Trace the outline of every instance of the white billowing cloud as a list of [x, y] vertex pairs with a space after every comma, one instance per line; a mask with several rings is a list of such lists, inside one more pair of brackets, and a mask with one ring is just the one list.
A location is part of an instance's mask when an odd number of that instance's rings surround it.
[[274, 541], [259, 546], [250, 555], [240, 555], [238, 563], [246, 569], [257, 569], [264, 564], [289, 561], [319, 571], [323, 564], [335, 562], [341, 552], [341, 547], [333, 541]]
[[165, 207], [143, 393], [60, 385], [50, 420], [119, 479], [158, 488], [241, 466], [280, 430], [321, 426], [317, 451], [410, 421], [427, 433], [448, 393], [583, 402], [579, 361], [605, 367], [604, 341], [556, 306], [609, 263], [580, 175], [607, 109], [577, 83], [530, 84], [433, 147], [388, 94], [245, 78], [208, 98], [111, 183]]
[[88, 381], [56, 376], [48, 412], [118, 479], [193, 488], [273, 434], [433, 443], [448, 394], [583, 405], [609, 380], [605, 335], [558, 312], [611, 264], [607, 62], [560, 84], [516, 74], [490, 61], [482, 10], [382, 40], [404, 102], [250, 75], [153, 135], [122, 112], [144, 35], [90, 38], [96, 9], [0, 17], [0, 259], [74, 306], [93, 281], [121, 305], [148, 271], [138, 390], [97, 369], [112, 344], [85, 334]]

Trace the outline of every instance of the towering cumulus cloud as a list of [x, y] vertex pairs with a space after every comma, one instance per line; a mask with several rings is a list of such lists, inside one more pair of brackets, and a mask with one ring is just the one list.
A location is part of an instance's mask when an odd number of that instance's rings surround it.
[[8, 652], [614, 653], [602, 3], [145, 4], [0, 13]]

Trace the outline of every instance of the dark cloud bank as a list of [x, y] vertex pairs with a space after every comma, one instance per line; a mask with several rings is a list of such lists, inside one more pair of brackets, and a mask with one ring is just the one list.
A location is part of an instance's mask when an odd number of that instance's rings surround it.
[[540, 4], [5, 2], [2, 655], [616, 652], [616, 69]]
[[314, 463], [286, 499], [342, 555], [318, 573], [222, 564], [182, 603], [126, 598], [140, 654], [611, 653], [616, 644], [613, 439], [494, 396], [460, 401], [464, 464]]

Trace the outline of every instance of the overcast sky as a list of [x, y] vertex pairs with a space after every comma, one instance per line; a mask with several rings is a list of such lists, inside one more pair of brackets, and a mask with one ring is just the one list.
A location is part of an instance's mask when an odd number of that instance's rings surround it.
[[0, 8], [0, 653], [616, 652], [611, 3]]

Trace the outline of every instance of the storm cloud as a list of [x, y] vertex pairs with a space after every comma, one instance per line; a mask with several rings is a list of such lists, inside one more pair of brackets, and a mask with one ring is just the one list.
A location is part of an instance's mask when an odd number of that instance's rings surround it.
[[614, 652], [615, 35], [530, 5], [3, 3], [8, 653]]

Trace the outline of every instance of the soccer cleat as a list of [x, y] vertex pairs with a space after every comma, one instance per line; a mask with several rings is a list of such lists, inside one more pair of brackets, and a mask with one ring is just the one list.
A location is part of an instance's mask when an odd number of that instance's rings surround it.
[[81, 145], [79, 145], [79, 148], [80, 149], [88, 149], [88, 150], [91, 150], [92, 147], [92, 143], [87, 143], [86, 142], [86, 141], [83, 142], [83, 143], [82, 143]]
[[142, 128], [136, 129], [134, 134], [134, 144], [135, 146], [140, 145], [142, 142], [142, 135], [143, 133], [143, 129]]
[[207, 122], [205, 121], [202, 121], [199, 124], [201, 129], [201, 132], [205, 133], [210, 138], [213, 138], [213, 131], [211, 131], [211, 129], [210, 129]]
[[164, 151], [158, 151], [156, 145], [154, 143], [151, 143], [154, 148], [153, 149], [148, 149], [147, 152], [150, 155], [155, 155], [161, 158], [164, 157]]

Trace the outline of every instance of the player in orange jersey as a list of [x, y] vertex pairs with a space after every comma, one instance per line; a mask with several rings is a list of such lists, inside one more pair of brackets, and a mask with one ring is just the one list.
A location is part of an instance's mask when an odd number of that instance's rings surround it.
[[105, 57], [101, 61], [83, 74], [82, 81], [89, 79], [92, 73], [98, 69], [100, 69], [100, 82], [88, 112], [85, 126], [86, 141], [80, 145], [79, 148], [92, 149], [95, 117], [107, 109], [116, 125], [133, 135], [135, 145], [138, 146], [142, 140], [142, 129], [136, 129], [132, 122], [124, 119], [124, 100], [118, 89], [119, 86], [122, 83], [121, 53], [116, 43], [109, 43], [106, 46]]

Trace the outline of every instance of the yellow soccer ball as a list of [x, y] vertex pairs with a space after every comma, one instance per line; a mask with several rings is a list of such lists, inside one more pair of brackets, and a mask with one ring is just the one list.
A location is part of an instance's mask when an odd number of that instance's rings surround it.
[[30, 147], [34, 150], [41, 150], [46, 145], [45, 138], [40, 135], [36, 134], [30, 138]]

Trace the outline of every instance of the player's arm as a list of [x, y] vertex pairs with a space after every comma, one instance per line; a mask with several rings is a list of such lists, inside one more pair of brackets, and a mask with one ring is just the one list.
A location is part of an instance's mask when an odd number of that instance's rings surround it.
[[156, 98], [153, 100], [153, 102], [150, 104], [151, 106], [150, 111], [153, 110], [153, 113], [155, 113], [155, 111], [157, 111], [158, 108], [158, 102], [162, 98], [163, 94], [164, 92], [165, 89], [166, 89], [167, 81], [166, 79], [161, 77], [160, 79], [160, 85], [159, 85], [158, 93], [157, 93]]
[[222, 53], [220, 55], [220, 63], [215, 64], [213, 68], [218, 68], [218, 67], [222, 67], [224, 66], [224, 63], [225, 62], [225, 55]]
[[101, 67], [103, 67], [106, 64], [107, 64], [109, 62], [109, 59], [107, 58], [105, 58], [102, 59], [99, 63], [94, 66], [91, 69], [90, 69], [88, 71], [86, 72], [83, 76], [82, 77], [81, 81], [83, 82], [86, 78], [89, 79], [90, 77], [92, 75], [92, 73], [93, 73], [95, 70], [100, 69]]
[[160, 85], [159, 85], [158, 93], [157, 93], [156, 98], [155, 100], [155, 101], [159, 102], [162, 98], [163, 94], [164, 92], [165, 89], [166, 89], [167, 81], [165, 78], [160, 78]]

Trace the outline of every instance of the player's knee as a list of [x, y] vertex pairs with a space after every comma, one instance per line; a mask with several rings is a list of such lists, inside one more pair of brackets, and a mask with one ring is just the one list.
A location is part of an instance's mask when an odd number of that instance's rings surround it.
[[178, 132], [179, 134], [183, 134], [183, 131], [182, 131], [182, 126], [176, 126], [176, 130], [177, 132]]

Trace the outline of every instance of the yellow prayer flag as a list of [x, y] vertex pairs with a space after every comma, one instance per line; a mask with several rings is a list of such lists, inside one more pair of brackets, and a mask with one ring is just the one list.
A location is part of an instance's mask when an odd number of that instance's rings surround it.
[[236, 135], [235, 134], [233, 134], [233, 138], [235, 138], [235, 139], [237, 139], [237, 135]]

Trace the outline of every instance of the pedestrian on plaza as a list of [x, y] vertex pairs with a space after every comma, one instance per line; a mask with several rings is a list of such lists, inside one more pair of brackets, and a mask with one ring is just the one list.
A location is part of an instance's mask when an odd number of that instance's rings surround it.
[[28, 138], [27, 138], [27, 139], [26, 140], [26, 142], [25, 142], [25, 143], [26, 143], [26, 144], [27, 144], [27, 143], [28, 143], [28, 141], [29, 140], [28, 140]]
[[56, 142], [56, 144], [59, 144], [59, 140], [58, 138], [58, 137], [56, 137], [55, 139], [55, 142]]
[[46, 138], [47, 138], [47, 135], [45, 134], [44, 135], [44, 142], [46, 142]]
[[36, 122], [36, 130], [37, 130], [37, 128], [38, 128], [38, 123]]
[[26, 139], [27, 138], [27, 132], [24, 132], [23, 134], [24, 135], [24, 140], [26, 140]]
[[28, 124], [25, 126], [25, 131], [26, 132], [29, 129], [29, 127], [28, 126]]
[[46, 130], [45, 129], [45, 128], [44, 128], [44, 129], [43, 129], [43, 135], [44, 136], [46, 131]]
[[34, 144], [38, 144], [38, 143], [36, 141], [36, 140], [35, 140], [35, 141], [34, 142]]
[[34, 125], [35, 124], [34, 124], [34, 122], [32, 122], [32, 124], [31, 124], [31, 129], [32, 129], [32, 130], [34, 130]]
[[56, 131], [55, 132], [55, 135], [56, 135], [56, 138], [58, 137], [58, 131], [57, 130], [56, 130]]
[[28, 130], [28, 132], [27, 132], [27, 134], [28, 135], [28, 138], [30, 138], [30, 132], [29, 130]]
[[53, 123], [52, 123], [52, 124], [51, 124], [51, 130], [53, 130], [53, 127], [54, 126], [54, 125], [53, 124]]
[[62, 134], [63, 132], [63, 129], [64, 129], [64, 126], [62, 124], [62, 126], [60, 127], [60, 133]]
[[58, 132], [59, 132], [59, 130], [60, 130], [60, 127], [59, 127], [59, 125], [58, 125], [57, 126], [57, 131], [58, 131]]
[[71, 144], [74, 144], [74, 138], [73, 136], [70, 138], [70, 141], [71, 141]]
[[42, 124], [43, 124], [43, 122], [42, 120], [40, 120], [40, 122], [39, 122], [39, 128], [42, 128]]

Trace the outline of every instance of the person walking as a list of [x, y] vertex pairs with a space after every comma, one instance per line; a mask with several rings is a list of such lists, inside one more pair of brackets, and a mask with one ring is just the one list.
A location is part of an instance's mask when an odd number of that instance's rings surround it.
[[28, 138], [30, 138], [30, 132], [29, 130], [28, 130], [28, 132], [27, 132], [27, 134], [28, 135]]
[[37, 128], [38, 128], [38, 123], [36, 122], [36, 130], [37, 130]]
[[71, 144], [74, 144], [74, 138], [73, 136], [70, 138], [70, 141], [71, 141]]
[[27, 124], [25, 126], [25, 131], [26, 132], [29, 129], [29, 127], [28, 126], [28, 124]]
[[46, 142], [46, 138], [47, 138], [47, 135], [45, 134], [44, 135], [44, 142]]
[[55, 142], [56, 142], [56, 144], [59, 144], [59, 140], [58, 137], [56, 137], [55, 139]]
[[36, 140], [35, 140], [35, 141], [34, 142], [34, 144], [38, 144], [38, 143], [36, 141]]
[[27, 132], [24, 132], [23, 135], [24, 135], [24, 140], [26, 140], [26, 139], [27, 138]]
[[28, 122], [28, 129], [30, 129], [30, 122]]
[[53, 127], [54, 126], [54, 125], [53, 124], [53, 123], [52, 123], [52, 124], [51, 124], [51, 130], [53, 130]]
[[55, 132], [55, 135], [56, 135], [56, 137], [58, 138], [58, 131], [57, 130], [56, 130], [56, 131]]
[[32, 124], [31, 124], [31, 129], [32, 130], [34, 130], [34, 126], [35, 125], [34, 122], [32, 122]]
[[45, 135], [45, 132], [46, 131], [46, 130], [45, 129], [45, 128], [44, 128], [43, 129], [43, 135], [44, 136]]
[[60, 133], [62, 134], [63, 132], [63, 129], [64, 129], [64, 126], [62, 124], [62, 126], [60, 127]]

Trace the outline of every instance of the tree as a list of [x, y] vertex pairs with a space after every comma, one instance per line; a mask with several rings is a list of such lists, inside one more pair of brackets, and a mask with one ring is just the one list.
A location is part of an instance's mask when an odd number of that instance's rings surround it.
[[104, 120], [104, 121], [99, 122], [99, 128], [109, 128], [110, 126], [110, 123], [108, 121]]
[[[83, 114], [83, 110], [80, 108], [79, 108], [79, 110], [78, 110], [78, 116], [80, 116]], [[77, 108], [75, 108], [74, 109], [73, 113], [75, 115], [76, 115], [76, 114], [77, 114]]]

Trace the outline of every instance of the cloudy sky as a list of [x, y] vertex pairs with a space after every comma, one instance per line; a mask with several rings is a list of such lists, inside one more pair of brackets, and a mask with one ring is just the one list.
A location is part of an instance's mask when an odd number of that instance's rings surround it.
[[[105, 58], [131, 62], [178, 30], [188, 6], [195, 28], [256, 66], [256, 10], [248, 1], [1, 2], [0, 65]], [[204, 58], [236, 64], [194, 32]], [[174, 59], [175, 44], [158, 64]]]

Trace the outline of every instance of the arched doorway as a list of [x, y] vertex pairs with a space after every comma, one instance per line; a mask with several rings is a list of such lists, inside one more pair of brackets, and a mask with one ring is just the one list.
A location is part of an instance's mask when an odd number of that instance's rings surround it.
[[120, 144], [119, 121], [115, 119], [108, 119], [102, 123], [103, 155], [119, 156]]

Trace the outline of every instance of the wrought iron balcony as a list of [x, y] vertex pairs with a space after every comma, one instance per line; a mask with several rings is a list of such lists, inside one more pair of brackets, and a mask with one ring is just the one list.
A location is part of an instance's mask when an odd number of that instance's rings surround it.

> [Exercise brief]
Please copy out everything in the data above, from the line containing "Trace the outline of every instance of the person" down to the line containing "143], [36, 141]]", including both of those lines, without changing anything.

> [Final result]
Trace the outline of every instance of the person walking as a list of [x, y] vertex pairs with a space after every comma, one instance per line; a mask with several rings is a list of such lists, inside one more pair of brackets, and a mask with one ring is just the one list.
A location is part of an instance's mask when an odd number of that instance's rings surround it.
[[28, 138], [30, 138], [30, 132], [29, 130], [28, 130], [28, 132], [27, 132], [27, 134], [28, 135]]
[[37, 128], [38, 128], [38, 123], [36, 122], [36, 130], [37, 130]]
[[71, 144], [74, 144], [74, 138], [73, 136], [70, 138], [70, 141], [71, 141]]
[[27, 124], [25, 126], [25, 131], [26, 132], [29, 129], [29, 127], [28, 126], [28, 124]]
[[46, 142], [46, 138], [47, 138], [47, 135], [45, 134], [44, 135], [44, 142]]
[[55, 142], [56, 142], [56, 144], [59, 144], [59, 140], [58, 137], [56, 137], [55, 139]]
[[36, 140], [35, 140], [35, 141], [34, 142], [34, 144], [38, 144], [38, 143], [36, 141]]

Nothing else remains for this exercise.